**WRITTEN INSTRUCTION**
Using the records below, copy out exactly the line that contains "Could you kindly point to the bare" and every line that follows it, up to and including the last, and no others.

**DATASET ROWS**
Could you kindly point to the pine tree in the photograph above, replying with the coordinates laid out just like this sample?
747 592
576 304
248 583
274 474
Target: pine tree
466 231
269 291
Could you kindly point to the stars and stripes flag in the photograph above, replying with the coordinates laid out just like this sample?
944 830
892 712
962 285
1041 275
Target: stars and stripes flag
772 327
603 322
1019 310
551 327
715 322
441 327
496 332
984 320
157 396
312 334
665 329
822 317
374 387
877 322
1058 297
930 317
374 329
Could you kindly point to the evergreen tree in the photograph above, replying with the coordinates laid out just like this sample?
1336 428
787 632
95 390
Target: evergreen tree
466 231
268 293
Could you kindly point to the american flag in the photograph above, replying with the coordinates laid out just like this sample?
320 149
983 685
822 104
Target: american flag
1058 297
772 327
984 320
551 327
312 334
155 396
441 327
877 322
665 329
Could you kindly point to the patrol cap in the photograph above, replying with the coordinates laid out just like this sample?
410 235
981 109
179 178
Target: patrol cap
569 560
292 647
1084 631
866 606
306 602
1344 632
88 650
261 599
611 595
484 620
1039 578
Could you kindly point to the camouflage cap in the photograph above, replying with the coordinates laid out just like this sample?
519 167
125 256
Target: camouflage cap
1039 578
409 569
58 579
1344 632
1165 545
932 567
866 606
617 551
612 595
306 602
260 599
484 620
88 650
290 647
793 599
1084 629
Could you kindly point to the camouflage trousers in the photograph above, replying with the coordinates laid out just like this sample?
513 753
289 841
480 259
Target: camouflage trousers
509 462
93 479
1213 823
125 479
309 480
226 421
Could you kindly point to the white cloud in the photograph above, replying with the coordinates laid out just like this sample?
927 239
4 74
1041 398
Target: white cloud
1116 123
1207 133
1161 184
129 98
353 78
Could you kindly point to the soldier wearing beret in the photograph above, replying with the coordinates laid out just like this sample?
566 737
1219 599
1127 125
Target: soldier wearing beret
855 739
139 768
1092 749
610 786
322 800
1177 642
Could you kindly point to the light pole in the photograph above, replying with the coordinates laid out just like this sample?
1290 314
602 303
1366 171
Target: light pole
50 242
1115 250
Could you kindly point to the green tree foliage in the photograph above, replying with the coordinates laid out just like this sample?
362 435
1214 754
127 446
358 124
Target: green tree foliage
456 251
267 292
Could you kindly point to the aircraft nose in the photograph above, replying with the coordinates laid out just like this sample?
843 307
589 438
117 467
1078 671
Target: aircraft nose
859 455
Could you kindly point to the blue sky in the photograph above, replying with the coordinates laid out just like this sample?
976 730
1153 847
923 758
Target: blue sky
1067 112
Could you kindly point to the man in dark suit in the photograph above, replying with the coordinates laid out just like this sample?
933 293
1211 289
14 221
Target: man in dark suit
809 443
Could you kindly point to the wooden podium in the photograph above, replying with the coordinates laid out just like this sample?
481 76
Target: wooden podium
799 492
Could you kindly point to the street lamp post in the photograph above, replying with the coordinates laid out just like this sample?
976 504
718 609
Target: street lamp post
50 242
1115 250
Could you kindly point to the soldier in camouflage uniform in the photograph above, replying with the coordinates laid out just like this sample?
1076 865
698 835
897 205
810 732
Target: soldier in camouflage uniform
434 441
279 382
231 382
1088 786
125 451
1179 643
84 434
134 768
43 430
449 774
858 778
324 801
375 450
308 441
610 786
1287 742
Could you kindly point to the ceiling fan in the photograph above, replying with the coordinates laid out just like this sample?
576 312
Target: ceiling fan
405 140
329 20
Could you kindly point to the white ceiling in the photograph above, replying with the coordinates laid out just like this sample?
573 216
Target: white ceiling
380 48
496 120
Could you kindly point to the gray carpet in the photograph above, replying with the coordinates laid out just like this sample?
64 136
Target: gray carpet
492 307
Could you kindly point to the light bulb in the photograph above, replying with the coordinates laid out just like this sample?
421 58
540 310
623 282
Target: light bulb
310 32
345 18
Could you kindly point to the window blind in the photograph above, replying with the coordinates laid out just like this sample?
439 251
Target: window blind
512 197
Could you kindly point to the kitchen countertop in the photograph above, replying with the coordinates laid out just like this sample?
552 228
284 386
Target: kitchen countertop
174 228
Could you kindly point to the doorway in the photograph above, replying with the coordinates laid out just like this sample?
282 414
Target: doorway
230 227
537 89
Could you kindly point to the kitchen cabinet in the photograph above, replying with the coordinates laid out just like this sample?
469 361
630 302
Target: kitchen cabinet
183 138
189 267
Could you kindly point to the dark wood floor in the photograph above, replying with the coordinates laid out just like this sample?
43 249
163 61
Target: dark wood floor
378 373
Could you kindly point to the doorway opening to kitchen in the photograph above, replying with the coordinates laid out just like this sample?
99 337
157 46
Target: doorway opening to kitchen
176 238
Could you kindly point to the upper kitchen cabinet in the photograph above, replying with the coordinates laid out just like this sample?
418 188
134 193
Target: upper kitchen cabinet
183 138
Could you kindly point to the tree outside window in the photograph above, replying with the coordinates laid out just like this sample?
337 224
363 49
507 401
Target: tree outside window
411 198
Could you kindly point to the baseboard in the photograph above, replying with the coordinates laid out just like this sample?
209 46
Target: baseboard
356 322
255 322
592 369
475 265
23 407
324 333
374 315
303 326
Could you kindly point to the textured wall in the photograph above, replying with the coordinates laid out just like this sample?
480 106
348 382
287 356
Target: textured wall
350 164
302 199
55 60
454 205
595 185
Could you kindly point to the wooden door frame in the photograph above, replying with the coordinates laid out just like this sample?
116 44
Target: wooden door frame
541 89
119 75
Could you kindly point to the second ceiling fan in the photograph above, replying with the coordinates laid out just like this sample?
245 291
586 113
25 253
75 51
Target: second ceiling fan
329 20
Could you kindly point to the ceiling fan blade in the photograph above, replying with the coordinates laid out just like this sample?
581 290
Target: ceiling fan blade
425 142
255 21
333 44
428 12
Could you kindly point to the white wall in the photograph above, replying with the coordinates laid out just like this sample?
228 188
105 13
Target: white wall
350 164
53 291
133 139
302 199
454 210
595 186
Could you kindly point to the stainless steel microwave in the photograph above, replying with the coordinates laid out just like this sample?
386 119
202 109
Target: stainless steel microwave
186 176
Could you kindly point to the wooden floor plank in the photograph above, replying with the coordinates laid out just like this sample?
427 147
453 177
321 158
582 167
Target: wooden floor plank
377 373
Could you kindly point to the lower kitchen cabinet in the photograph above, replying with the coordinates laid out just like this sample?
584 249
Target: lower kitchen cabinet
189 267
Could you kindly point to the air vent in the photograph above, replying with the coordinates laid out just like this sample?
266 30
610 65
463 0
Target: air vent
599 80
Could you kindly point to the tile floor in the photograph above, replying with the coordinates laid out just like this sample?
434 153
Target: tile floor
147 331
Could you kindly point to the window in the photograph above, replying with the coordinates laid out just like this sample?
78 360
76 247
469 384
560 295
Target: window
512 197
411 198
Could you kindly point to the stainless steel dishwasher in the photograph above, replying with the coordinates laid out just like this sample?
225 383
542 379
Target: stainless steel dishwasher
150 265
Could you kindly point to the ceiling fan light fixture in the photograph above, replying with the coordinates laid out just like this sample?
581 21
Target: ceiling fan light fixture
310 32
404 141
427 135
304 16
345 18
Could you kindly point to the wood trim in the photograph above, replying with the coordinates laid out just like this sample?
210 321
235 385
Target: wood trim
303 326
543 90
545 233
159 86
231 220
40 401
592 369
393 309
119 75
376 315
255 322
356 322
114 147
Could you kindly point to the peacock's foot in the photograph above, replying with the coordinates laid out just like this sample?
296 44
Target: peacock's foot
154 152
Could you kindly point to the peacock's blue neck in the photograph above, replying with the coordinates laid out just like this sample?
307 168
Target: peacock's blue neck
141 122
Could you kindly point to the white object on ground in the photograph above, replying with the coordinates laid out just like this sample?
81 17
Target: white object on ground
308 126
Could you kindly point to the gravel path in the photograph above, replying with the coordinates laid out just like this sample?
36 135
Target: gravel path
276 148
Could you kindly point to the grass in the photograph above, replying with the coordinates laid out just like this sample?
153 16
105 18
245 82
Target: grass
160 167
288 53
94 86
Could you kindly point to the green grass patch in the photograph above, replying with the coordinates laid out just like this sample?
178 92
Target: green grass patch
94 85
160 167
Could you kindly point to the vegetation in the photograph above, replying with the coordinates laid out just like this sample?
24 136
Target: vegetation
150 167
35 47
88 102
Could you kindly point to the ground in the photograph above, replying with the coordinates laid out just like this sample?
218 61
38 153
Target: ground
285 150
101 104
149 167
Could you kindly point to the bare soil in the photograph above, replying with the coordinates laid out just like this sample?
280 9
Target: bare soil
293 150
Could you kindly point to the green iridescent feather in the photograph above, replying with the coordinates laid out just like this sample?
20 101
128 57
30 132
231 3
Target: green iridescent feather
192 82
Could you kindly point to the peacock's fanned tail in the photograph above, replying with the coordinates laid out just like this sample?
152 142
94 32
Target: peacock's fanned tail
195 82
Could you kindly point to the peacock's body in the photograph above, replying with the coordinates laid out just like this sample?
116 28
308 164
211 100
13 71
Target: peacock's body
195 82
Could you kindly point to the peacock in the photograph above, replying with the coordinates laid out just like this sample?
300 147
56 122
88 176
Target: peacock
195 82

**REPLY**
Could you kindly point to the bare soil in the photograph above, replying with the coordinates laid out just like this sample?
280 9
Target: bare soil
293 150
Could you kindly point to the green iridescent feather in the photograph above, replying with the coordinates laid out just like this sample?
20 101
128 57
30 132
231 3
Target: green iridescent feather
192 82
Could you kindly point to the peacock's fanned tail in the photograph above, replying with the coordinates laid out just like this sample?
152 142
94 32
Target: peacock's fanned tail
195 82
Could you kindly point to the peacock's body in the photograph above, replying with the coordinates laid out just like this sample?
116 28
308 164
211 100
13 71
Target: peacock's body
195 82
Could you kindly point to the peacock in the photograph above, replying with the coordinates laid out just like this sample?
300 147
56 122
88 176
Target: peacock
195 82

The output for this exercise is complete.